Written request
Go through the items below and copy out each line that contains the word "face".

### Provided material ###

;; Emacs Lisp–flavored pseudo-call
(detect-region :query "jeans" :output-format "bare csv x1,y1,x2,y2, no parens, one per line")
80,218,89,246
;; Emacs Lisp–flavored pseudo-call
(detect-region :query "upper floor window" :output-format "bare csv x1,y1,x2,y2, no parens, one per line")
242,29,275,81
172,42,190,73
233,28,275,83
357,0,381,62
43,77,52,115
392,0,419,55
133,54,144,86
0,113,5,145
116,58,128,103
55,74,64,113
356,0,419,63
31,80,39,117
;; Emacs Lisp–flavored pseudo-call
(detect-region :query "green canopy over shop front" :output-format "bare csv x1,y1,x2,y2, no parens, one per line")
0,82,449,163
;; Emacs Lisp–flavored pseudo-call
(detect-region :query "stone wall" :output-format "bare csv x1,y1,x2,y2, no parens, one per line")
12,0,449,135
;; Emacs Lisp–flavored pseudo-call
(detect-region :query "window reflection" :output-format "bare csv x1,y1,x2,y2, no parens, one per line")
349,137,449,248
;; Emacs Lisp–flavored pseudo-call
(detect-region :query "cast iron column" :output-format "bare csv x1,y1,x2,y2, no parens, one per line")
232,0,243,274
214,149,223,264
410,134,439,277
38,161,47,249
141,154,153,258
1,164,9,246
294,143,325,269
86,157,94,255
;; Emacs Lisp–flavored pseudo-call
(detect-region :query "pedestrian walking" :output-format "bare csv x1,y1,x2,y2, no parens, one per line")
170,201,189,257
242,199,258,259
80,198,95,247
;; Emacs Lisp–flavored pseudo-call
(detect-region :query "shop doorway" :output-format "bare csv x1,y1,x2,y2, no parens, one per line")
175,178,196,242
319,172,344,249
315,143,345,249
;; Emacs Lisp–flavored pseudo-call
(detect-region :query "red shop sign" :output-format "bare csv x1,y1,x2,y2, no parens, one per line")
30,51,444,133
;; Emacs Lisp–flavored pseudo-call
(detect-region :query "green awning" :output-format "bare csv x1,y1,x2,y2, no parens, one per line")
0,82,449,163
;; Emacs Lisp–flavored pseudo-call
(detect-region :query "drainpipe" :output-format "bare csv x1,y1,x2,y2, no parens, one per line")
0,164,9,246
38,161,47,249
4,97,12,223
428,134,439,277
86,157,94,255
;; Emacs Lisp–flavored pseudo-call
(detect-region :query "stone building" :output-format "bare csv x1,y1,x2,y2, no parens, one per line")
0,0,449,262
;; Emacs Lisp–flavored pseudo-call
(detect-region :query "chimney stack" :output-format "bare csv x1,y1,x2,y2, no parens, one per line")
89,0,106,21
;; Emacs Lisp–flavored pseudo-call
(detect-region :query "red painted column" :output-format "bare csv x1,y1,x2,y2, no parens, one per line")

###
### Provided material ###

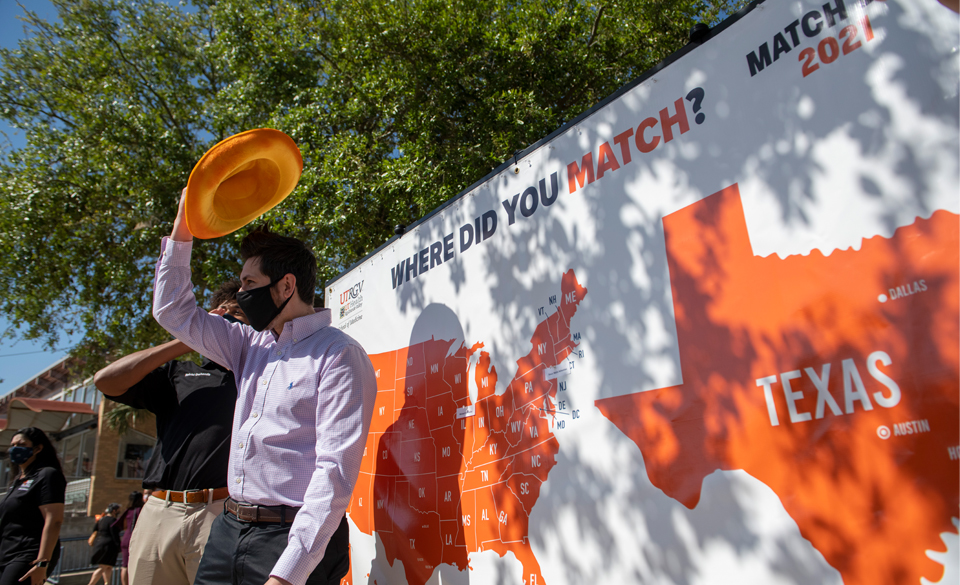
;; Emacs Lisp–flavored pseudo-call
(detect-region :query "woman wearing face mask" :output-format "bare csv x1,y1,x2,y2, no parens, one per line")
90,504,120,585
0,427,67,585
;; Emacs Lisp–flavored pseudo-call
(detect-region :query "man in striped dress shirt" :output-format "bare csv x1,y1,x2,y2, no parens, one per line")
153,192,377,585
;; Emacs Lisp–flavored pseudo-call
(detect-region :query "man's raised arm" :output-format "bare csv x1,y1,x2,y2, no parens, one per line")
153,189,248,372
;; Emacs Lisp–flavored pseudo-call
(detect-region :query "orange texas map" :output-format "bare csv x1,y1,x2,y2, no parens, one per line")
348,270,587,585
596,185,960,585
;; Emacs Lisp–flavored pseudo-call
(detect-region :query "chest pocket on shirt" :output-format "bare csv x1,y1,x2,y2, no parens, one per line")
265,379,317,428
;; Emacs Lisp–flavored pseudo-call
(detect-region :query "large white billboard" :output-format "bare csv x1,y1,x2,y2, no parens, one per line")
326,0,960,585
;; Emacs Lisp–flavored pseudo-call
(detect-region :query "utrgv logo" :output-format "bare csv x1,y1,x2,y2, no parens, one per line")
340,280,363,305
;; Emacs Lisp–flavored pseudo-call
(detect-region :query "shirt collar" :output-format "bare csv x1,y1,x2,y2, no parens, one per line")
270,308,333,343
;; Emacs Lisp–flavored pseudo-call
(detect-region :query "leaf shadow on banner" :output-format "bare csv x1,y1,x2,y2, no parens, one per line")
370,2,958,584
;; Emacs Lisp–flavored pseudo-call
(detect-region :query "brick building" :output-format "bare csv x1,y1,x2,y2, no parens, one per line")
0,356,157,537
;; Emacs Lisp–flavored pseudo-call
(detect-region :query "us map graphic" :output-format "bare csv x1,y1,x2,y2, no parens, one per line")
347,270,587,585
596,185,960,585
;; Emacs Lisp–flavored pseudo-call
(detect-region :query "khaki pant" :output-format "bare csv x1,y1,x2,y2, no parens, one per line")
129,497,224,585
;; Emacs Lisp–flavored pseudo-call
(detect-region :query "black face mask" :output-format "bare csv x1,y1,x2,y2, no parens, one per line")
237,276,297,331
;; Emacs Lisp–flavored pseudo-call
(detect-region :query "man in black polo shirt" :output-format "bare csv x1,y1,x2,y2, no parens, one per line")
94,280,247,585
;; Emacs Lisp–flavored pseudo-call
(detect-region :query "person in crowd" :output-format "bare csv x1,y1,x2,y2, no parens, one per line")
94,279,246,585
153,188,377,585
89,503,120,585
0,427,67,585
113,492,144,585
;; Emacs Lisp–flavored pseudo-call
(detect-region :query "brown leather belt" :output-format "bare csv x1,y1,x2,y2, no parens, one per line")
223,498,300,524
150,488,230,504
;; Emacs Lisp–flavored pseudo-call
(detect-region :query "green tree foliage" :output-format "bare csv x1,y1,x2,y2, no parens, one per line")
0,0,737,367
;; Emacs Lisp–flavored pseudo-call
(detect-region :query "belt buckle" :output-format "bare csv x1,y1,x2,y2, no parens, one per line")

###

Result of the exercise
(detect-region :query "woman wearing face mask" :output-format "bare csv x1,y1,x2,y2, no parens, one per line")
(detect-region :query "black face mask" :output-format "bare csv x1,y1,x2,y2, no parens, one per line")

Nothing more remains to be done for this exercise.